* **Record excerpts**

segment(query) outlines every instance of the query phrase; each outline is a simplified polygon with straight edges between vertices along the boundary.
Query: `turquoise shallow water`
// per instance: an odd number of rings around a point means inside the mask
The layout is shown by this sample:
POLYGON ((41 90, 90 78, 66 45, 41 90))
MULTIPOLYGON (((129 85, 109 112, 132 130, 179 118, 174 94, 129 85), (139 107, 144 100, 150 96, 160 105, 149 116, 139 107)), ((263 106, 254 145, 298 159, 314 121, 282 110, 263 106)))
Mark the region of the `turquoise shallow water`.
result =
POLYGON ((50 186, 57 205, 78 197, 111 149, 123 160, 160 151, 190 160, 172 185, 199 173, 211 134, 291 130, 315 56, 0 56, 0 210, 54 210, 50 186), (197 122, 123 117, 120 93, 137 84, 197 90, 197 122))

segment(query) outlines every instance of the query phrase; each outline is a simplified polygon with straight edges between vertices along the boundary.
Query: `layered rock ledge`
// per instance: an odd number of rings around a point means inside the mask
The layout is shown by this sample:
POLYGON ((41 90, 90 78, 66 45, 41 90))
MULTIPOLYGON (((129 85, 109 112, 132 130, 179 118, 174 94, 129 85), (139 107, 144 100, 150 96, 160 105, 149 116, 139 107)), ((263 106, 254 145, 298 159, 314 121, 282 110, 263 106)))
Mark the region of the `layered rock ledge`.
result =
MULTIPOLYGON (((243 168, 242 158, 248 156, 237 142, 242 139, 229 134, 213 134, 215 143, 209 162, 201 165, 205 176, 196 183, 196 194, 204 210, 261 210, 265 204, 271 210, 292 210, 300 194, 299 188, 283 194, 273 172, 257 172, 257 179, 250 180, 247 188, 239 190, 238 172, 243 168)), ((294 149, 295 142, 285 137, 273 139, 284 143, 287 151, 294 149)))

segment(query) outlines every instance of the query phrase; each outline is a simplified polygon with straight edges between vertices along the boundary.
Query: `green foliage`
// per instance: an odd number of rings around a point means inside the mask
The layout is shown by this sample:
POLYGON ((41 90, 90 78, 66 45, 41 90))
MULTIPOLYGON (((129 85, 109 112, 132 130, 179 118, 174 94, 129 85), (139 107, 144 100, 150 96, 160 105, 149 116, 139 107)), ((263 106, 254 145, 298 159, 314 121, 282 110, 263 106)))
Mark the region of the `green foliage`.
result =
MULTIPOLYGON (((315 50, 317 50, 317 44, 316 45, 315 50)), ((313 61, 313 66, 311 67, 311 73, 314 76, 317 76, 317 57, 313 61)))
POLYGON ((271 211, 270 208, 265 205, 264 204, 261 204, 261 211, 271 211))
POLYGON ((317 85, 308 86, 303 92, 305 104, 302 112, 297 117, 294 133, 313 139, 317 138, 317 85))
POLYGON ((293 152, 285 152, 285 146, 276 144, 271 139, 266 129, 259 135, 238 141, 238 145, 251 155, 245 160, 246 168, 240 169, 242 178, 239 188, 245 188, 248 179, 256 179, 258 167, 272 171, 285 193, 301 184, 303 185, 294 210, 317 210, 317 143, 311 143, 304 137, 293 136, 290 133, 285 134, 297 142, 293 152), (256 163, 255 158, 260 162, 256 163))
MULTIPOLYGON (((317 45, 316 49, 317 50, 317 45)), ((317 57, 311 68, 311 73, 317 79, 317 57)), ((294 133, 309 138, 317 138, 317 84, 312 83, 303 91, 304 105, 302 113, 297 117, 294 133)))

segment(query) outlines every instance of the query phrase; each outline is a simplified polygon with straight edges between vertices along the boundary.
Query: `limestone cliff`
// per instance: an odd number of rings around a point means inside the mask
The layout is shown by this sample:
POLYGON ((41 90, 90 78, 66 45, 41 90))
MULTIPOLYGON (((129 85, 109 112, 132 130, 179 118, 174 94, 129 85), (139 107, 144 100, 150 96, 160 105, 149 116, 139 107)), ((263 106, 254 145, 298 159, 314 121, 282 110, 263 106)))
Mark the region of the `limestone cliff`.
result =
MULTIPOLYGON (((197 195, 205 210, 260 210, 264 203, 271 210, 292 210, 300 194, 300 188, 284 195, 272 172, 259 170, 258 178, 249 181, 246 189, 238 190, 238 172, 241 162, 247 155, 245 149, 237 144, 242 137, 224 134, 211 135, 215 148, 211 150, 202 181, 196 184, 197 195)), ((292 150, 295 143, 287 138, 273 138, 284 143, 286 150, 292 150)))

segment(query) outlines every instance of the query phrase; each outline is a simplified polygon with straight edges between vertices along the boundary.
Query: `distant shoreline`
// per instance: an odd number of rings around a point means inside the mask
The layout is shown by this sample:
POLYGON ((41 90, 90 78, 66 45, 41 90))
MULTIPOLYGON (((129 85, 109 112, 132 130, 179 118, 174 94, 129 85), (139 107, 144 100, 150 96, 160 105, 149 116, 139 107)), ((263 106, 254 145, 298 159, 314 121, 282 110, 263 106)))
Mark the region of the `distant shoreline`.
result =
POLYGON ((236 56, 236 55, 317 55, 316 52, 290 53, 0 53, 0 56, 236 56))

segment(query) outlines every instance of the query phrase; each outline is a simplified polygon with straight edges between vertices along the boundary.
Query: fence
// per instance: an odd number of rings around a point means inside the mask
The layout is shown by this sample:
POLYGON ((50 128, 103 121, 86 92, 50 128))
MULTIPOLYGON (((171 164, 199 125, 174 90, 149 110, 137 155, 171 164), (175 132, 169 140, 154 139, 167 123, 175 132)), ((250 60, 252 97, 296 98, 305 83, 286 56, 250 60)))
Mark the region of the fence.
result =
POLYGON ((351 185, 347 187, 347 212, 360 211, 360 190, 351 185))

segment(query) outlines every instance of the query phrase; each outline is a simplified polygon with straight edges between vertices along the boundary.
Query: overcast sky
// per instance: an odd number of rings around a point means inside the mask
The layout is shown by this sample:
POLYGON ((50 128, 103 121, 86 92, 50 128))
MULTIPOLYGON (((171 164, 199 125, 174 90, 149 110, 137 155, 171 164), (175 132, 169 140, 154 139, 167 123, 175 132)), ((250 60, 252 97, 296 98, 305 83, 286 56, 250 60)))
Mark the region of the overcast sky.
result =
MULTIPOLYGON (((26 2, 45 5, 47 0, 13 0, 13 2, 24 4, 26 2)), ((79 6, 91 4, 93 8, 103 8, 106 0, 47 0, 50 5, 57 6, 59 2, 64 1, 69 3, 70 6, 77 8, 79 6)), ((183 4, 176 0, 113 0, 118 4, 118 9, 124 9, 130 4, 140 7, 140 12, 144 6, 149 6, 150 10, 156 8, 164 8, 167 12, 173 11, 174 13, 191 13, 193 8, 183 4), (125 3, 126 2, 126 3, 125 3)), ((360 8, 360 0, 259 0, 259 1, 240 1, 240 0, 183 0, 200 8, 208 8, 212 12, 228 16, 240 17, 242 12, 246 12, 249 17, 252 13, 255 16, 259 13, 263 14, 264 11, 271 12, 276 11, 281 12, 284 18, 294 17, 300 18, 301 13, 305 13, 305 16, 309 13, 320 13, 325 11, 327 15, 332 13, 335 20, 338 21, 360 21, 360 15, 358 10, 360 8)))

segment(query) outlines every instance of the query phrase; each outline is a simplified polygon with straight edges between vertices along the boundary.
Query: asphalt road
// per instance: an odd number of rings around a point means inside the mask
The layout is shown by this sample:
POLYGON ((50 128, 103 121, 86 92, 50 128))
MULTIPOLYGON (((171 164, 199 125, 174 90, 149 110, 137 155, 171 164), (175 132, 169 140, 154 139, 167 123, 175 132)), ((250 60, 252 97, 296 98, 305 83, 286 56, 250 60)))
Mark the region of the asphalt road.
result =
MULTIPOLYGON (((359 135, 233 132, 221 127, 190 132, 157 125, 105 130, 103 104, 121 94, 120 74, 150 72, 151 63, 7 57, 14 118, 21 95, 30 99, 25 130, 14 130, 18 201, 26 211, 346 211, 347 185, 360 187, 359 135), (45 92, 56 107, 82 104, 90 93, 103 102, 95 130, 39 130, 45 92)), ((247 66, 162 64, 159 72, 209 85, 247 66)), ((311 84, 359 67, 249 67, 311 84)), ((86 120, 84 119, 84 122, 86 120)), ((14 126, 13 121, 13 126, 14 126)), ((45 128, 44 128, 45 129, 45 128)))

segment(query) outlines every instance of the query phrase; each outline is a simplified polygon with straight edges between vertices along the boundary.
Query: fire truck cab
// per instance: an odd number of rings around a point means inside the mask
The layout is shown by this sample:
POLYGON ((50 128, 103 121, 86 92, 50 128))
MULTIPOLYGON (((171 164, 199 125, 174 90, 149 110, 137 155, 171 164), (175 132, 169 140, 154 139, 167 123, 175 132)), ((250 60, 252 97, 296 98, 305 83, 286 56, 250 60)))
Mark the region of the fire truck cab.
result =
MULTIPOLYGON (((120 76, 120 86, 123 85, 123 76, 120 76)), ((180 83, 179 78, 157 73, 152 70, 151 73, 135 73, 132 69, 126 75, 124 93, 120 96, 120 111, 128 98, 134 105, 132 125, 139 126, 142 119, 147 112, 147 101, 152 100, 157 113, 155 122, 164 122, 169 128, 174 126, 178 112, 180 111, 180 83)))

* **Your instructions**
Please count the lines in the items above that contain the string "cliff", and reply with only that number.

* **Solution to this problem**
2